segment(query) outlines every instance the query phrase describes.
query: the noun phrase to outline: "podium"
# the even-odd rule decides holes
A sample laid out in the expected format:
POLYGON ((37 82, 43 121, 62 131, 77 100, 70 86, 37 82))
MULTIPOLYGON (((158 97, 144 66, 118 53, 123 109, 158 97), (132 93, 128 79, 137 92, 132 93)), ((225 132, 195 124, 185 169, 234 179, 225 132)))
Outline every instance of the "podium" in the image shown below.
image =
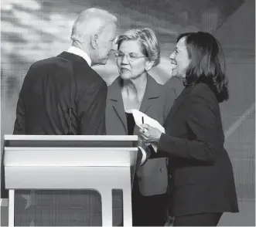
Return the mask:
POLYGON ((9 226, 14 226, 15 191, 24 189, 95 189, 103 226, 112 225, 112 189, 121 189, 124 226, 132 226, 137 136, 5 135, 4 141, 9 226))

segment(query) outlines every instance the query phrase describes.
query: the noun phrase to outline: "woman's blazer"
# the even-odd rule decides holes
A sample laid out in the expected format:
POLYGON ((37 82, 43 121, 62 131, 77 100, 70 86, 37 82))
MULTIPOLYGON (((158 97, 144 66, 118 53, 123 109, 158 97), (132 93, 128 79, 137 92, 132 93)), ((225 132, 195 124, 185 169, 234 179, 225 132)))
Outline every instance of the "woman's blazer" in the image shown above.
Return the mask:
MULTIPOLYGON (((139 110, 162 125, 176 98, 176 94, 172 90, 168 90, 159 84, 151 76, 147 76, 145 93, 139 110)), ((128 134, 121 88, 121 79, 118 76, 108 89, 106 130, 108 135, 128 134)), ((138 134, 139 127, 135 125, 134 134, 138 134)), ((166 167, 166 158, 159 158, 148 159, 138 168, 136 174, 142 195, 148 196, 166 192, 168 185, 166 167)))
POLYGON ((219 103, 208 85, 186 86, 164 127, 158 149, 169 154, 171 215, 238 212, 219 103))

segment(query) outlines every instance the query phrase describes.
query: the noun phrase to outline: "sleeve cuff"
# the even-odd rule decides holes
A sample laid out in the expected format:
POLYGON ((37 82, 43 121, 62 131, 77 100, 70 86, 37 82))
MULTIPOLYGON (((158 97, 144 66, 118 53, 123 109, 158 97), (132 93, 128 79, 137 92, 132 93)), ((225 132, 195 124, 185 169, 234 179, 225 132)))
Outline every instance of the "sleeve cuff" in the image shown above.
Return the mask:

------------------------------------------------------------------------

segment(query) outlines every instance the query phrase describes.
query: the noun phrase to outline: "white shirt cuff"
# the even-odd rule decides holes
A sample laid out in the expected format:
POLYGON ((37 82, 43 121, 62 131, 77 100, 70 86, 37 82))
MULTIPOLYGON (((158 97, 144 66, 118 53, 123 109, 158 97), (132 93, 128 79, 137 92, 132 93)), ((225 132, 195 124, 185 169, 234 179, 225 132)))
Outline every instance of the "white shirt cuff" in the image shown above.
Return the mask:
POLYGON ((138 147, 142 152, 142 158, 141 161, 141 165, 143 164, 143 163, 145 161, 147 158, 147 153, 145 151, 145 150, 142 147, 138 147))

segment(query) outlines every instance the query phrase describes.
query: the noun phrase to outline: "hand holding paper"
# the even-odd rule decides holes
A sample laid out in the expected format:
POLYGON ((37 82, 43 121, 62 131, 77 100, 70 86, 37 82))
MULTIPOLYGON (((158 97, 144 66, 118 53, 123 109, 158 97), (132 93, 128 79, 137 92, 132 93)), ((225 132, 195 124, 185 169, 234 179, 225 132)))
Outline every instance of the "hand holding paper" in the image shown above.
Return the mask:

------------------------------------------------------------------------

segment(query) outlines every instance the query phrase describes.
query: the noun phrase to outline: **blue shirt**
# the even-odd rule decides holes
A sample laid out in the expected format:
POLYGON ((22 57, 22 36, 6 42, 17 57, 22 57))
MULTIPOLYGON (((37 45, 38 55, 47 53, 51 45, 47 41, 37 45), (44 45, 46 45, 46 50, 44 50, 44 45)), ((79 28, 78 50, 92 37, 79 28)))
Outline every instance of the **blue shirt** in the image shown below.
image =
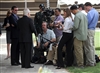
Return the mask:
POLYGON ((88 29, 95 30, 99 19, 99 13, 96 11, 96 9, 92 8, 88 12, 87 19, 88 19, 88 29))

------------------------------------------------------------------------

Copy out in full each line of the material above that contains the word "blazer". Case counts, so only matches with the same capitalization qualify.

ANSWER FOR THIS EXERCISE:
query: the noun phrase to outline: "woman's blazer"
Outline every instance of the "woman's blazer" in the image shown above.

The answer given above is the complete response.